Text shown:
......
Initially, Company A will be growing faster due to the higher initial month 12 retention, but by mid 2025, things change. And as time goes on, Company A starts to face a tremendous amount of pressure on growth.

By the end of 2028, even though both companies have acquired the same number of users (10K * 72 months = 720K users), Company B is almost 75% larger in scale. Not only this, Company B is growing significantly faster while Company A’s growth has almost entirely stalled out. This company has hit a brick wall of an S-Curve (read more here in a prior post).

Why is this happening? If we look underneath the hood, we’ll see that Company B’s flat cohort curves provide a healthy foundation of users to build on. However, with Company A, when we stack retention curves of cohorts where retention doesn’t flatten, the overall growth trends towards stalling. The compounding nature of churn is making it hard for Company A to grow.

Due to the stronger retention dynamics, Company B is rewarded with stronger growth rates and growth durability. Growth durability refers to the rate of change of the growth rate. For example, Company B’s growth durability in 2028 is 81% which is computed by dividing the 2028 growth rate of 18.7% by the 2027 growth rate of 23.0%. This company is less reliant on new acquisition to drive growth and thus is much more predictable (and hint, hint, more valuable).

“But Couldn’t Company A Just Acquire More Users?”

As members churn out and Company A’s growth decays, management will be compelled to spend more in order to super-charge growth. Indeed, Company A can spend more to get to the same member count as Company B in 2028…

… but this growth is quite costly. Let’s look at these three scenarios below to see the full picture. We’ll refer to Company A with increased acquisition as Company A+.

  • Company A and B both acquired 720K users but by the end of 2028, Company B is significantly larger as it retained a larger portion of its base. It is also growing much faster!
  • Company A+ ends 2028 with the same number of members as Company B but it had to spend $53M more and churned through an additional 532K+ members to get there. And at the end of the day, it is still only growing 2%!

The trap is that in mid-2025, management of Company A+ is celebrating! It seems like growth is good! 100K more members than Company B. But growth starts to decelerate rapidly. Why? When we look under the hood again it is the same phenomenon. When we stack retention curves of cohorts where retention doesn’t flatten, the overall growth trends towards stalling. This phenomenon compounds on itself the longer view that we take. Seeking growth with weak product-market fit is a fool’s errand…

In 2027/2028, for Company A+ to sustain growth durability with poor retention, management will need to kick marketing back into another gear to acquire even more users. This is like a never-ending hamster wheel. Because of the leaky bucket, this company becomes overly reliant on acquisition to drive growth. But as the company spends more on marketing, CAC will likely increase, making it incredibly expensive and potentially unprofitable to scale. At some point, the formula breaks as you saturate your addressable market… you simply cannot outgrow declining retention.
......
Segmentation mask data:
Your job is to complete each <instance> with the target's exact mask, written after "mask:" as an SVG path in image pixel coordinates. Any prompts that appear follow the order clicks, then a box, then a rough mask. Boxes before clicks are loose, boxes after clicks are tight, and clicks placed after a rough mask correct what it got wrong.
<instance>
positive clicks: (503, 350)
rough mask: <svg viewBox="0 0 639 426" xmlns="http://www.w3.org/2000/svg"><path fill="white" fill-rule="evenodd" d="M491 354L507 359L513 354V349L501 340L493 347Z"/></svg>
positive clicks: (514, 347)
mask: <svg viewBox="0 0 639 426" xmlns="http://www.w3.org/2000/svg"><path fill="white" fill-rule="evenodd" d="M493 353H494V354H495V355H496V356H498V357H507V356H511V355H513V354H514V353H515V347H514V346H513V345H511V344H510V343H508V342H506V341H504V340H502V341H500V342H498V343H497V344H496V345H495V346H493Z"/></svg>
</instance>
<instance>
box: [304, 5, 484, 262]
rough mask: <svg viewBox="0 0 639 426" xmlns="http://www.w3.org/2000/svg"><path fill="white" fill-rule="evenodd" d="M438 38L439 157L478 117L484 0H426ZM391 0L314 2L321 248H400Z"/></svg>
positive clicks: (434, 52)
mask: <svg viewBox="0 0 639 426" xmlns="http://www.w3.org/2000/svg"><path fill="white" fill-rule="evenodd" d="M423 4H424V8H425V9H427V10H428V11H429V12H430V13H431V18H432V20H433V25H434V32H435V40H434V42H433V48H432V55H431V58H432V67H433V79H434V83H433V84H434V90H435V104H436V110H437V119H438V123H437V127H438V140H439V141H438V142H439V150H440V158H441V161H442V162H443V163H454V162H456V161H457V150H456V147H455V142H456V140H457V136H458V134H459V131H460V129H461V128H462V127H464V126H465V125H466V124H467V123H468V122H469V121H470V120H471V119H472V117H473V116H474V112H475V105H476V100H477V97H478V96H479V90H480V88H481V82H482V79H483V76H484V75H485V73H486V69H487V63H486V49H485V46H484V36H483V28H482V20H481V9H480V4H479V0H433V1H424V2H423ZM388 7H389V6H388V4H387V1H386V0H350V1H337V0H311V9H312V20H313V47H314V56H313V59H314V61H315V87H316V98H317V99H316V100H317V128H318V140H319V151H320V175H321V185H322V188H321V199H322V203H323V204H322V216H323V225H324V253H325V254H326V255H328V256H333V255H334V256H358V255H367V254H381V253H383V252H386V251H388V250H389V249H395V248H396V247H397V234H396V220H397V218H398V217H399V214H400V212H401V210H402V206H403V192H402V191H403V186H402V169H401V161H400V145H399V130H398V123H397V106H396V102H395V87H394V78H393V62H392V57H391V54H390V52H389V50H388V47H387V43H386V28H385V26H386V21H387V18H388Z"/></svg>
......
Your goal: Rewrite the retention and growth text from "Due to the stronger" to "hint, more valuable).", replacing "predictable" with "stable".

Output for this task:
Due to the stronger retention dynamics, Company B is rewarded with stronger growth rates and growth durability. Growth durability refers to the rate of change of the growth rate. For example, Company B’s growth durability in 2028 is 81% which is computed by dividing the 2028 growth rate of 18.7% by the 2027 growth rate of 23.0%. This company is less reliant on new acquisition to drive growth and thus is much more stable (and hint, hint, more valuable).